Please filter the material below and copy out, in full, every line that contains the string "face".

* start Entries supplied *

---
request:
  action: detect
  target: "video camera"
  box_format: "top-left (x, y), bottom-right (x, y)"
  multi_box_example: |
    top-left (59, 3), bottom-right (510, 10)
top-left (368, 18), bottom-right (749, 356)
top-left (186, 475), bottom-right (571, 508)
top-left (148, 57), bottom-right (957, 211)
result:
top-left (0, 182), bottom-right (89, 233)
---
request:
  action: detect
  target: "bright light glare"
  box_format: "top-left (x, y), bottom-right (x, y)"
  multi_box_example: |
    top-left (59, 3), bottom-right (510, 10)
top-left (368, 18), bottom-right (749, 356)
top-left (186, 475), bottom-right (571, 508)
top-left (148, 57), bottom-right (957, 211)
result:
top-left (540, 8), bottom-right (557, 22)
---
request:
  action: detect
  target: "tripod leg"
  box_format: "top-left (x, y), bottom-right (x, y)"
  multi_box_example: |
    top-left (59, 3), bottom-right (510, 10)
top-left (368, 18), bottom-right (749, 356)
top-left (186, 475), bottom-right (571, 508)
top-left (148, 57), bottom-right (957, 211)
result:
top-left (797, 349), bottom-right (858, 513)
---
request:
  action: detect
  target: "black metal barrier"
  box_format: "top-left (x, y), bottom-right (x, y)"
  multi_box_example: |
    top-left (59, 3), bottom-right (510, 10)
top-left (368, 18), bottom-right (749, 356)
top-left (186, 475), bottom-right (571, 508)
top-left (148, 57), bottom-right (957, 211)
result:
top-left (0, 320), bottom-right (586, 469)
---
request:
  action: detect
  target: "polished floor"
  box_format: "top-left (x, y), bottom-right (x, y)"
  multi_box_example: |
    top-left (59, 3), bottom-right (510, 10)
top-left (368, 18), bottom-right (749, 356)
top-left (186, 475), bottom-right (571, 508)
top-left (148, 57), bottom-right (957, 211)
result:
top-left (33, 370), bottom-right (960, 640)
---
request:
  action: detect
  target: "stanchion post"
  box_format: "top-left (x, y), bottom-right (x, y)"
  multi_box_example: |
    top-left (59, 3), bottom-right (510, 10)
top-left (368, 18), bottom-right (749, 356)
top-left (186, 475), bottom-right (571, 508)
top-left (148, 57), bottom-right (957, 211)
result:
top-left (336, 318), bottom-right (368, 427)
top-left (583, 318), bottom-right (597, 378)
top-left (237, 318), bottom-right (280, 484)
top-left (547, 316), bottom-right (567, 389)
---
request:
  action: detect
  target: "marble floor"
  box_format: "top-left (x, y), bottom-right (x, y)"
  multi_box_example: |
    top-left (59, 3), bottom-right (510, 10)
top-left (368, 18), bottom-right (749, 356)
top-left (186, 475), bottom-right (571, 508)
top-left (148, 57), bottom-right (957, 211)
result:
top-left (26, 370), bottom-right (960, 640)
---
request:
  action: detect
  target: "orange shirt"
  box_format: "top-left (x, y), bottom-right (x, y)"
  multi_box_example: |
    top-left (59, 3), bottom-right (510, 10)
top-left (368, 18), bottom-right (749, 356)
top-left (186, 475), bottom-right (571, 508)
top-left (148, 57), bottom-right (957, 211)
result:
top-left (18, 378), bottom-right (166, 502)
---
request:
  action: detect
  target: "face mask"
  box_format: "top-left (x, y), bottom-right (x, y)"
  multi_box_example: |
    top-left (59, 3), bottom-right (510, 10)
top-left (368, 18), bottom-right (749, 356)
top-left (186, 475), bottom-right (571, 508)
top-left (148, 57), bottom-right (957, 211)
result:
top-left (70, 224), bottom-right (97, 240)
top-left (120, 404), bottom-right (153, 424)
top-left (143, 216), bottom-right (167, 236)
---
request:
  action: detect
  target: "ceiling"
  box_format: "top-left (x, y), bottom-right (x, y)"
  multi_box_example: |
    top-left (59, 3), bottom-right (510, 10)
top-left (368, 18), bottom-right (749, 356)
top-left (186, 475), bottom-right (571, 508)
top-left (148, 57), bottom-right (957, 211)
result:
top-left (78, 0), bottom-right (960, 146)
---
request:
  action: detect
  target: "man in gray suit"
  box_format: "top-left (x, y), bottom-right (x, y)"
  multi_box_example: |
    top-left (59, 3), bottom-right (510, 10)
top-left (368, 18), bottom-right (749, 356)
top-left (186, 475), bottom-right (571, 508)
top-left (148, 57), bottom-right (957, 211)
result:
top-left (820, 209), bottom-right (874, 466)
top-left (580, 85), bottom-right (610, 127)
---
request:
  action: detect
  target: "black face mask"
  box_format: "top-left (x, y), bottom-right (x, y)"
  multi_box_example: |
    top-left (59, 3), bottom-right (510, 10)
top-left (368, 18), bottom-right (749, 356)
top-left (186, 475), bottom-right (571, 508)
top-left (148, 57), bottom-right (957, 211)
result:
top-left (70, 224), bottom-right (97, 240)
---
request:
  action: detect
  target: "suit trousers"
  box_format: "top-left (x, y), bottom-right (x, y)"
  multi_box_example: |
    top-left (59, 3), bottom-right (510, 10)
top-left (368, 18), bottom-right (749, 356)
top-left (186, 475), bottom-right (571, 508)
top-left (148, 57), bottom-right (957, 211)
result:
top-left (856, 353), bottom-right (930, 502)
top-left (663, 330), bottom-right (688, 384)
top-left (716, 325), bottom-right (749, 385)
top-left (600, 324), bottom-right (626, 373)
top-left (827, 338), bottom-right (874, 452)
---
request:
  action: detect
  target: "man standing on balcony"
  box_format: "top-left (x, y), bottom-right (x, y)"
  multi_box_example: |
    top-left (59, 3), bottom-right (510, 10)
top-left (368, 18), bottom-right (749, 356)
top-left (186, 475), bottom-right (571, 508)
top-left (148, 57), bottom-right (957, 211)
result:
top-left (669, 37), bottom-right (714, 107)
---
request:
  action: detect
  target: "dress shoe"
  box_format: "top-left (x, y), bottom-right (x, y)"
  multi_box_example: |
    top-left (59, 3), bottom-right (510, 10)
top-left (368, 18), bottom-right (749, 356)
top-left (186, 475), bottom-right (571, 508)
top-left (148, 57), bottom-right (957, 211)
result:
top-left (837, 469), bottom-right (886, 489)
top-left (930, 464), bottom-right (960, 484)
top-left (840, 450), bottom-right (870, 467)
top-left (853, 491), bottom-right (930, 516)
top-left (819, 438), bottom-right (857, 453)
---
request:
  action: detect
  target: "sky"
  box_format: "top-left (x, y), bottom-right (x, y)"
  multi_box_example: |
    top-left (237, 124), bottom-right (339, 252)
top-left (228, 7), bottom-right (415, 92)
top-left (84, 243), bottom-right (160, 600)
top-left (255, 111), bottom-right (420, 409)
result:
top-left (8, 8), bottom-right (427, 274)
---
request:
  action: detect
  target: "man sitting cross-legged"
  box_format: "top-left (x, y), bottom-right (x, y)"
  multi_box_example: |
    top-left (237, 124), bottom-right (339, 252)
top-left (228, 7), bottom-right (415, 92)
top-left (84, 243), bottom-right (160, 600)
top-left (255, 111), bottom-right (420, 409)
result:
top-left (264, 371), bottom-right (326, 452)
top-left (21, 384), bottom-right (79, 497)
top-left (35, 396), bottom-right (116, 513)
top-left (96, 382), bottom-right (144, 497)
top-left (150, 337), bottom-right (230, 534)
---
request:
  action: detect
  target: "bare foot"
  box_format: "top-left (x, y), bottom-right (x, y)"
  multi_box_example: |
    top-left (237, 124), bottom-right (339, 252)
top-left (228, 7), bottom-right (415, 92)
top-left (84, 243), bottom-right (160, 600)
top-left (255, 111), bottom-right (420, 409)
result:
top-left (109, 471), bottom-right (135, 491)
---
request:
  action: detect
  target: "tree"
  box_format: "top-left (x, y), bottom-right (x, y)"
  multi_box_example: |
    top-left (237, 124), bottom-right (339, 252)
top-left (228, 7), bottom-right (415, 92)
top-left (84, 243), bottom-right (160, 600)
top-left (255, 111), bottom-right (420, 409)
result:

* end Entries supplied *

* _Result of the exercise_:
  target: "face mask"
  target: "black face mask"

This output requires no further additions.